→ Reading text:

--

Rip 'em out by the thousand every year...with ****** Rowans and Cotoneaster they are the mass weeds of the future.
If they get to three years old they are absolute buggers to get out.
 
I have a strange question that occurred to me after my visit to Drayton Manor yesterday, which is broadly within the Birmingham built-up area.

My question is; why is the West Midlands metropolitan county not called “Greater Birmingham”? You have Greater London and Greater Manchester, so why is there no Greater Birmingham?
 
Unofficially (or officially sometimes?) they usually refer to it as Birmingham and the Black Country (which takes in Oldbury, Dudley, Wolverhampton etc). But, living on the outskirts of Birmingham, it's in no way treated as the 2nd or 3rd most important City of the country. Manchester, Liverpool and London are the 'darling cities' of this place. Birmingham is a sh**thole. From one who has stomped the pavement in my time.
 
But, living on the outskirts of Birmingham, it's in no way treated as the 2nd or 3rd most important City of the country. Manchester, Liverpool and London are the 'darling cities' of this place. Birmingham is a sh**thole. From one who has stomped the pavement in my time.
As someone who’s not local and has only been into the centre of Birmingham once when I was 10, that’s surprising to hear. I don’t remember the city centre in Birmingham being bad, but I admittedly stuck to the city centre and didn’t delve into any suburbs or anything.

I always thought the North West cities like Manchester and Liverpool were supposed to be massively deprived? Whenever you see a list of “most deprived local authorities in the UK”, lots of them seem to be in the Northern places like Manchester rather than in Birmingham, and Boris Johnson’s “levelling up” efforts were always more aimed at the North, seemingly. I always got the impression that large swathes of the North West were very deprived, whereas I never got that impression from Birmingham.

All of them seem larger/more significant than Bristol, which is the “big city” I live nearest to. Bristol, while not overly deprived, seems pretty small and lower in significance compared to Birmingham and some of the Northern powerhouses.
 
Now you see our Matt, Liverpool and Manchester are the gleaming diamonds shining bright in a sea of shite and deprivation...they are where us northerners go for a party after scrubbing up to rid ourselves of the smut and grime of the (really) grim northern towns.

--

→ Extracted entries:
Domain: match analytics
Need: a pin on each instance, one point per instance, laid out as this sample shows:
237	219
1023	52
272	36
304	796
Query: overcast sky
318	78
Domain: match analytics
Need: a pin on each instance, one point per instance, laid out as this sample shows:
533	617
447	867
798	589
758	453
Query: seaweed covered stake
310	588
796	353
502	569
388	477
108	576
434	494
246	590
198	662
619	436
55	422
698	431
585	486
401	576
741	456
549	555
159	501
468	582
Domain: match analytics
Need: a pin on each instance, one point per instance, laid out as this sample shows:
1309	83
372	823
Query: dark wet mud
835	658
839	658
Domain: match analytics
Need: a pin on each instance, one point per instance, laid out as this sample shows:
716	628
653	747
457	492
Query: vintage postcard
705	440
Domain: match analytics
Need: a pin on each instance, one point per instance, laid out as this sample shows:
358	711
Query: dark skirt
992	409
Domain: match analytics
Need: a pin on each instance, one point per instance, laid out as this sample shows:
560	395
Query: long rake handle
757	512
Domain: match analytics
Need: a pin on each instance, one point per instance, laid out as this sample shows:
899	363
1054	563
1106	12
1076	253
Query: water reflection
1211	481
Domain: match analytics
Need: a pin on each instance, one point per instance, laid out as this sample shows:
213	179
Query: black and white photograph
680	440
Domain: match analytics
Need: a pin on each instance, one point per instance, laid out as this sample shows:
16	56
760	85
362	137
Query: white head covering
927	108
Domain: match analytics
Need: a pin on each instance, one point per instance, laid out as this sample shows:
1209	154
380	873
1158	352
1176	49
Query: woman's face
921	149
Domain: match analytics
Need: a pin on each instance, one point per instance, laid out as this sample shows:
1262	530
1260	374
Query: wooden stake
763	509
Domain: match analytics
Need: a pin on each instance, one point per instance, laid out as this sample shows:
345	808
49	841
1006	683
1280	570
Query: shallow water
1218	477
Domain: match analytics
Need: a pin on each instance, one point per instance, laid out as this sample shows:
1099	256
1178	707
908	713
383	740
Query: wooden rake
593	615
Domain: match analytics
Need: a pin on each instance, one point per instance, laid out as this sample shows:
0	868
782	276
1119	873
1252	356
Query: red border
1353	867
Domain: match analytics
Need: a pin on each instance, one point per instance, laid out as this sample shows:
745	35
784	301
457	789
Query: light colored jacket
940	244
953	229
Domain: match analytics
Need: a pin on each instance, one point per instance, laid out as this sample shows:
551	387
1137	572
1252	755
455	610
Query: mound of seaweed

--

→ What you are asked to do:
Quote the Birmingham discussion from "If they get" up to and including "no Greater Birmingham?". The data has no connection to the Birmingham discussion.

→ Response for this exercise:
If they get to three years old they are absolute buggers to get out.
 
I have a strange question that occurred to me after my visit to Drayton Manor yesterday, which is broadly within the Birmingham built-up area.

My question is; why is the West Midlands metropolitan county not called “Greater Birmingham”? You have Greater London and Greater Manchester, so why is there no Greater Birmingham?